Contour labeling entries
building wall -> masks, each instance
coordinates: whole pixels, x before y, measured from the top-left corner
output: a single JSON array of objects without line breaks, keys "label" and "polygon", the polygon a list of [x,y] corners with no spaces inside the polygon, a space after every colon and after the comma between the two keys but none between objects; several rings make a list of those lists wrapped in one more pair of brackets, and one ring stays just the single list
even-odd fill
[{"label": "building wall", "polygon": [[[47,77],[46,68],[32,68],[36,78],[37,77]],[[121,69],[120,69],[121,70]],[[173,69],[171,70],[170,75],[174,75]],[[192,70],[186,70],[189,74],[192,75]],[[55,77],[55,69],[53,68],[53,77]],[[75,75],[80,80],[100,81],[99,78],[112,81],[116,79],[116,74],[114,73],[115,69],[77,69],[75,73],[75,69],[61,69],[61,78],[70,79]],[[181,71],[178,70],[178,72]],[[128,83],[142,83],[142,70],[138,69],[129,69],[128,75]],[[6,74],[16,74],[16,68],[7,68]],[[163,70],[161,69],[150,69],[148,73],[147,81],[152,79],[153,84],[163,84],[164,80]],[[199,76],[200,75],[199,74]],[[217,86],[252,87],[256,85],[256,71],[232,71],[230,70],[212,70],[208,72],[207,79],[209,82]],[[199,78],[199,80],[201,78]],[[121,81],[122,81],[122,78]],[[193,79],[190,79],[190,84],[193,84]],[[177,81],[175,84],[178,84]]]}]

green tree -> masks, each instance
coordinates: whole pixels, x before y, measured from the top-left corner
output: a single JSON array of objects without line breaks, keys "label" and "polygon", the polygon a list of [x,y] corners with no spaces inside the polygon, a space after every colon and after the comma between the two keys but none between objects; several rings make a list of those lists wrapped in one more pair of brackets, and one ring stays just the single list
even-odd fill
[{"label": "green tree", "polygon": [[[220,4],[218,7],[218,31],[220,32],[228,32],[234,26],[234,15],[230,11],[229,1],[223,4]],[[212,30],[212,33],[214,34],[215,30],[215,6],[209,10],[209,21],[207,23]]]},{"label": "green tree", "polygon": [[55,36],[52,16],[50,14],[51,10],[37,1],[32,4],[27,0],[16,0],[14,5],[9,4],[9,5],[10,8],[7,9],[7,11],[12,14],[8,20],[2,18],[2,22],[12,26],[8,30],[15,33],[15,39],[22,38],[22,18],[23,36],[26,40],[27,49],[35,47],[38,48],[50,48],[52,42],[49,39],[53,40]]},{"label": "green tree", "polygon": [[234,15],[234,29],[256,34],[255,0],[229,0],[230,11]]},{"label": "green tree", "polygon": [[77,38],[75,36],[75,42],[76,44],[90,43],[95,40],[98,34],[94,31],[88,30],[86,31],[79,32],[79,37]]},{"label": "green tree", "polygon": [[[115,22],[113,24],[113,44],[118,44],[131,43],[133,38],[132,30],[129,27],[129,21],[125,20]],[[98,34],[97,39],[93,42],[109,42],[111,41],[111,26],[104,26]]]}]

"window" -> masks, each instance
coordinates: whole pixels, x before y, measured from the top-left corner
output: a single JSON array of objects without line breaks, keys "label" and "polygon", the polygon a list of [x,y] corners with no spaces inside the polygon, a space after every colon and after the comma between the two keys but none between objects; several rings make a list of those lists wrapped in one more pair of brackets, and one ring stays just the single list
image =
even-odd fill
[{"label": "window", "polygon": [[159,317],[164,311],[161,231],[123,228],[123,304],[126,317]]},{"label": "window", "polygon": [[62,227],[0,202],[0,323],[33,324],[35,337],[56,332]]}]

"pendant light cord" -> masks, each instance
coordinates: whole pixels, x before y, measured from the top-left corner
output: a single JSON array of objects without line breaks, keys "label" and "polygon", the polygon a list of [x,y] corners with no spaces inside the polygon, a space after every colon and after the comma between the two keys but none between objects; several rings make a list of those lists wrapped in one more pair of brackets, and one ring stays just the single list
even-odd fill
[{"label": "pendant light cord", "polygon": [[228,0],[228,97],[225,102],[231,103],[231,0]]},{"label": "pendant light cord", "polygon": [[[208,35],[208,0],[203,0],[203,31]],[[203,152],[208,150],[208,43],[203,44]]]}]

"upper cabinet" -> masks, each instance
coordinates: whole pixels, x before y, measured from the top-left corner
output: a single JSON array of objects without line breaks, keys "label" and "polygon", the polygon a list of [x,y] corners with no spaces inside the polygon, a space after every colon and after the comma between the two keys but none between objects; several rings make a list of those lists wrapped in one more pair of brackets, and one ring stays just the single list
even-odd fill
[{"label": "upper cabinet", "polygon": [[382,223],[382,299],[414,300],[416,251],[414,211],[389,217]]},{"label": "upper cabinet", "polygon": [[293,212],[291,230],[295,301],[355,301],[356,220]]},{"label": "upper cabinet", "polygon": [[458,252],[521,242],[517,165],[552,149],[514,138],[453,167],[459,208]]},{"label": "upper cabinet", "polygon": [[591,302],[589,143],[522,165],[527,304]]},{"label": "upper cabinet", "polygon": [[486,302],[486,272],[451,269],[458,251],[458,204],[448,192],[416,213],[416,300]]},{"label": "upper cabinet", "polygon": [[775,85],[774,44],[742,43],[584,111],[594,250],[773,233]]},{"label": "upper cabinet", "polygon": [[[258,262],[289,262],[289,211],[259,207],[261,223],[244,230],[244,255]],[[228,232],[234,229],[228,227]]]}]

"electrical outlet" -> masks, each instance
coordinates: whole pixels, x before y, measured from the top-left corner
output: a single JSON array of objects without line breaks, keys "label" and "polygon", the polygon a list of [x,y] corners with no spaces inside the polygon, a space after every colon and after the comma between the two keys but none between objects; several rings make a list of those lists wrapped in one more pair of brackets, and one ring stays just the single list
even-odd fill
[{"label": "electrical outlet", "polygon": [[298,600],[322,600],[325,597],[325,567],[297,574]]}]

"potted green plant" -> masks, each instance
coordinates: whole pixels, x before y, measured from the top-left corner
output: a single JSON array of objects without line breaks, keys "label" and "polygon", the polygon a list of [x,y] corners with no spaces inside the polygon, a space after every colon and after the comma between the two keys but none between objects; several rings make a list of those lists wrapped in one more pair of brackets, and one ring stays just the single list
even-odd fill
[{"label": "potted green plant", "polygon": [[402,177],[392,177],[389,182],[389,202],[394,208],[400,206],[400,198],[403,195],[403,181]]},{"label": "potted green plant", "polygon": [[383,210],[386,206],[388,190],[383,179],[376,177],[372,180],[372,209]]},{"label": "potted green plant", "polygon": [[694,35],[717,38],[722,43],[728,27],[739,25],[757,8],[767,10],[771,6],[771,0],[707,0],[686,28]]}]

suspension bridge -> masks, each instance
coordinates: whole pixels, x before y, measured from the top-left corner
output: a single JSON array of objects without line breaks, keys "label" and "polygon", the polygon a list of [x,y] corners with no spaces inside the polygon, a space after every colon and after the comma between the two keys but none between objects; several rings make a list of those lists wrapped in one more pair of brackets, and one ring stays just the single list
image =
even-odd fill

Instruction:
Make an exact copy of the records.

Result of the exercise:
building wall -> masks, each instance
coordinates: whole pixels, x before y, measured from the top-left corner
output: a single JSON array of objects without line breaks, keys "label" and "polygon", the polygon a list of [x,y] corners with no spaces inside the polygon, a space after every colon and after the comma between the two keys but none between objects; several rings make a list of those lists wrapped in one more pair of brackets, and one ring stays just the single list
even-odd fill
[{"label": "building wall", "polygon": [[[47,77],[46,68],[32,68],[36,78],[37,77]],[[121,69],[120,69],[121,70]],[[173,69],[171,70],[170,75],[174,75]],[[192,70],[186,70],[189,74],[192,75]],[[55,77],[55,69],[53,68],[53,77]],[[75,75],[80,80],[100,81],[99,78],[112,81],[116,79],[116,74],[114,73],[115,69],[77,69],[75,73],[75,69],[61,69],[61,78],[70,79]],[[181,71],[178,70],[178,72]],[[128,83],[142,83],[142,70],[138,69],[129,69],[128,75]],[[6,74],[16,74],[16,68],[7,68]],[[163,70],[161,69],[150,69],[148,73],[147,81],[152,79],[153,84],[163,84],[164,80]],[[199,76],[200,75],[199,74]],[[217,86],[252,87],[256,85],[256,71],[232,71],[230,70],[212,70],[208,72],[207,79],[209,82]],[[199,78],[199,80],[201,78]],[[121,81],[122,81],[122,78]],[[193,79],[190,79],[190,84],[193,84]],[[177,81],[175,84],[178,84]]]}]

green tree -> masks, each instance
coordinates: whole pixels, x before y, measured from the top-left corner
output: a single JSON array of objects without line breaks, keys "label" and "polygon", the polygon a list of [x,y] corners with no spaces inside the polygon, a space after every colon and after the comma between the two keys but none between objects; several rings make a list of those lists wrapped in one more pair of brackets, and one ring stays just the single list
even-odd fill
[{"label": "green tree", "polygon": [[[220,4],[218,7],[218,31],[220,32],[228,32],[234,26],[234,15],[230,11],[229,1],[223,4]],[[212,30],[212,33],[214,34],[215,30],[215,6],[209,10],[209,21],[207,23]]]},{"label": "green tree", "polygon": [[55,36],[52,16],[50,14],[51,10],[37,1],[32,4],[27,0],[16,0],[14,5],[9,4],[9,5],[10,8],[7,9],[7,11],[12,14],[8,20],[2,18],[2,22],[12,26],[8,30],[15,33],[15,39],[22,38],[22,18],[23,36],[26,40],[27,49],[35,47],[38,48],[50,48],[52,42],[49,39],[53,40]]},{"label": "green tree", "polygon": [[234,15],[234,29],[256,34],[255,0],[229,0],[230,11]]},{"label": "green tree", "polygon": [[77,38],[75,36],[75,42],[76,44],[90,43],[95,40],[98,34],[94,31],[88,30],[86,31],[79,32],[79,37]]},{"label": "green tree", "polygon": [[[115,22],[113,24],[113,44],[118,44],[131,43],[133,38],[132,30],[129,27],[129,21],[125,20]],[[98,34],[97,39],[93,42],[109,42],[111,41],[111,26],[104,26]]]}]

"window" -> masks, each instance
coordinates: whole pixels, x before y, measured from the top-left corner
output: a single JSON array of objects without line breaks, keys "label" and "polygon", the polygon a list of [x,y] corners with no spaces inside the polygon, a space after every colon and after the comma between the two keys but none between objects; several rings make a list of those lists wrapped in one more pair of brackets, and one ring stays just the single list
image =
even-odd fill
[{"label": "window", "polygon": [[159,317],[164,311],[161,231],[123,228],[123,304],[126,317]]},{"label": "window", "polygon": [[62,227],[0,202],[0,323],[33,324],[35,337],[56,332]]}]

"pendant light cord" -> masks, each instance
coordinates: whole pixels, x before y, measured from the top-left corner
output: a single JSON array of objects without line breaks, keys "label" and "polygon", the polygon a list of [x,y] corners with no spaces inside the polygon, a space after every colon and after the comma between the two keys but none between objects; several rings make a list of those lists wrapped in one more pair of brackets, and one ring stays just the single list
even-odd fill
[{"label": "pendant light cord", "polygon": [[228,0],[228,97],[225,102],[231,103],[231,0]]},{"label": "pendant light cord", "polygon": [[[208,35],[208,0],[203,0],[203,31]],[[203,152],[208,150],[208,43],[203,44]]]}]

"upper cabinet" -> masks, each instance
coordinates: whole pixels, x before y, measured from the top-left corner
output: a single JSON array of objects without line breaks, keys "label" and "polygon", the polygon a list of [x,y] corners with no spaces inside the polygon, a space after every colon and after the comma between the two keys but none between objects; several rings make a list of those lists wrapped in one more pair of brackets, and one ring stays just the single list
even-odd fill
[{"label": "upper cabinet", "polygon": [[382,223],[382,299],[414,300],[416,251],[414,211],[389,217]]},{"label": "upper cabinet", "polygon": [[293,212],[291,230],[295,301],[355,301],[356,220]]},{"label": "upper cabinet", "polygon": [[458,252],[521,242],[517,165],[552,149],[514,138],[453,167],[459,208]]},{"label": "upper cabinet", "polygon": [[591,302],[589,143],[522,165],[527,304]]},{"label": "upper cabinet", "polygon": [[486,302],[486,272],[451,269],[458,251],[458,204],[448,192],[416,213],[416,300]]},{"label": "upper cabinet", "polygon": [[775,85],[774,44],[742,43],[584,111],[594,250],[773,233]]},{"label": "upper cabinet", "polygon": [[[258,262],[289,262],[289,211],[259,207],[261,223],[244,230],[244,255]],[[228,232],[234,229],[228,227]]]}]

"electrical outlet" -> masks, each instance
coordinates: whole pixels, x before y, measured from the top-left corner
output: a single JSON array of objects without line breaks, keys "label" and "polygon", the polygon a list of [x,y] corners with no spaces inside the polygon, a space after every colon and after the comma between the two keys but none between objects; several rings make a list of those lists wrapped in one more pair of brackets, and one ring stays just the single list
even-odd fill
[{"label": "electrical outlet", "polygon": [[298,600],[322,600],[325,597],[325,567],[297,574]]}]

"potted green plant" -> masks, each instance
coordinates: whole pixels, x before y, measured from the top-left corner
output: a single JSON array of objects without line breaks, keys "label" and "polygon", the polygon a list of [x,y] corners with no spaces inside the polygon, a space after every colon and after the comma between the two keys but none between objects; several rings make a list of those lists wrapped in one more pair of brackets, and one ring stays just the single list
even-odd fill
[{"label": "potted green plant", "polygon": [[402,177],[392,177],[389,182],[389,202],[394,208],[400,206],[400,198],[403,195],[403,181]]},{"label": "potted green plant", "polygon": [[383,210],[386,206],[388,190],[383,179],[376,177],[372,180],[372,209]]},{"label": "potted green plant", "polygon": [[694,35],[717,38],[722,43],[728,27],[739,25],[757,8],[767,10],[771,6],[771,0],[707,0],[686,28]]}]

suspension bridge -> masks, each instance
coordinates: whole pixels, x before y, measured from the top-left corner
output: a single JSON array of objects without line breaks, keys "label" and "polygon", the polygon a list of [x,y] corners with no spaces inside the polygon, a space after every colon and after the comma between the two keys but none between objects; several rings make a list of those lists wrapped in one more pair of brackets, and one ring stays just the single list
image =
even-odd fill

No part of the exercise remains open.